** Your goal **
Which of the lines below contain the string "sample", with case counting? List each such line in full.

Records provided start

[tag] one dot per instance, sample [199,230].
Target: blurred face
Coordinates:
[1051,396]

Records provided end
Records provided start

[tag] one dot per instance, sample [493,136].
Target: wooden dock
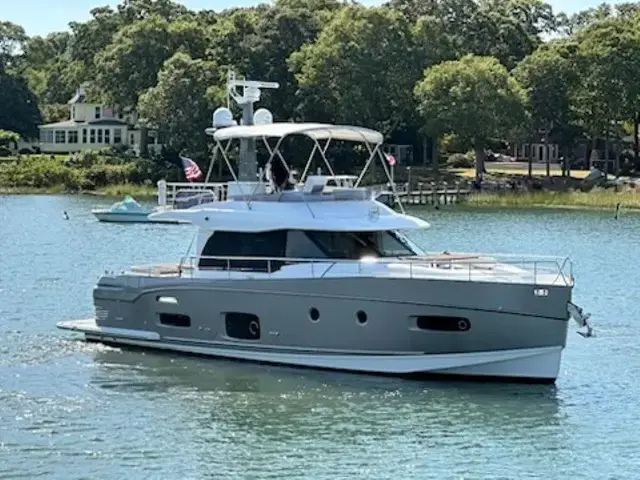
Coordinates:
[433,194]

Records provided end

** Answer to the task **
[tag] one dot per instance, sample [199,230].
[tag] one dot per instance, sample [493,136].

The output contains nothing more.